Amid escalating tensions in the region over the massacre of 40 Indian troops in south Kashmir by a Pakistan-backed militant group, Saudi Arabia, the Gulf powerhouse, has backed India’s concerns over terrorism and agreed to ramp up pressure on countries supporting terrorism.
In a major vote of confidence in the India opportunity, Saudi Arabia also decided to scale up economic engagement with the world’s fastest growing major economy by pledging $100 billion investment in diverse sectors such as energy, refining, petrochemicals, infrastructure, agriculture and manufacturing. Raveesh Kumar, the spokesperson of India’s external affairs ministry, called the Saudi mammoth investment pledge “a huge vote of confidence in the Indian economy.” If these investment plans fructify, it will make Saudi Arabia the biggest investor in India. The decision to scale up economic engagement was underlined by the signing of a bilateral pact on Saudi investment in India’s National Investment and Infrastructure Fund and another pact on framework cooperation program on enhancing bilateral investment relations.
Terrorism, including the Pulwama terror attack which is widely suspected to be supported by Pakistan’s deep state, figured prominently in wide-ranging discussions between Prime Minister Narendra Modi and Saudi Crown Prince Mohammed bin Salman, popularly known as MBS, in New Delhi on February 20.
Terrorism and extremism are “common concerns” and Saudi Arabia will extend all cooperation to India and other neighbouring countries to deal with them, the Saudi Crown Prince said after the talks. “We would like to tell our friend India that we’ll cooperate on all fronts, including intelligence sharing,” he said.
Addressing a joint press conference with the Saudi leader, PM Modi described the Pulwama attack as a “cruel symbol” of the scourge of terrorism and sought punishment for the terrorists and their backers.
“Last week’s barbaric Pulwama attack was a symbol of the shadow of the inhuman danger hovering over the world. To deal with the scourge, we have agreed that there was a need to ramp up pressure on countries extending any sort of support to terrorism,” Mr Modi said, in a veiled but obvious reference to Pakistan.
He underlined that dismantling terror infrastructure, eliminating support to terrorism and punishing terrorists and their supporters are very necessary.

* **Given information**:

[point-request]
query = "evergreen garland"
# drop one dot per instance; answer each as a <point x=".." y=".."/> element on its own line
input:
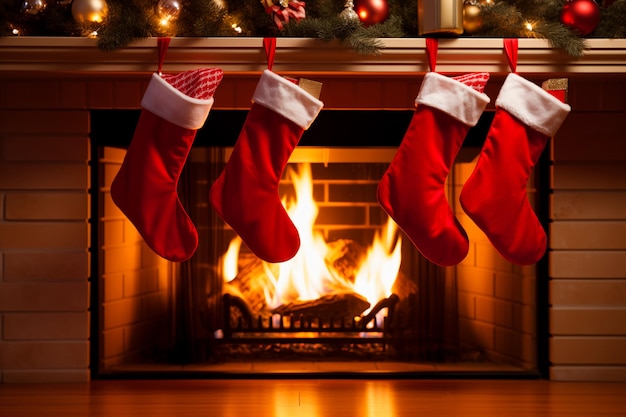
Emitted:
<point x="129" y="20"/>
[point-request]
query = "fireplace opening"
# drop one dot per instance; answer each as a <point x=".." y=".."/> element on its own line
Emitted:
<point x="358" y="297"/>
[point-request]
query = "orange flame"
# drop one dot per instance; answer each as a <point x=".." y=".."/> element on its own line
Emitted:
<point x="306" y="276"/>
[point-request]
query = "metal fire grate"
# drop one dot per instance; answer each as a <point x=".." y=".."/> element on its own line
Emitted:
<point x="290" y="328"/>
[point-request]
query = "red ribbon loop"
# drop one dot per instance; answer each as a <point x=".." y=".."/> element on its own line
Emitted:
<point x="432" y="47"/>
<point x="293" y="10"/>
<point x="162" y="45"/>
<point x="270" y="51"/>
<point x="510" y="49"/>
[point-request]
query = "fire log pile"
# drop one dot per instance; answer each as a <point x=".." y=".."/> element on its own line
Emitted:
<point x="343" y="258"/>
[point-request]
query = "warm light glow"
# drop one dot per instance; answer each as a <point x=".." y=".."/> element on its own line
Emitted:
<point x="306" y="276"/>
<point x="230" y="265"/>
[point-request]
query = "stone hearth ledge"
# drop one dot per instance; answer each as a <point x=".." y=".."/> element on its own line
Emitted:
<point x="306" y="56"/>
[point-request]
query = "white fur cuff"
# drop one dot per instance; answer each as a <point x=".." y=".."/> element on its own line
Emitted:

* **Work to complete**:
In the article on Saudi Arabia's pledges to India, why did Modi say pressure should be ramped up on countries that support terrorism? Answer in one to three sentences. The items are separate material with no connection to the article.

* **Answer to the problem**:
Modi said the pressure was needed to deal with the scourge of terrorism. He called the Pulwama attack a symbol of the shadow of the inhuman danger hovering over the world.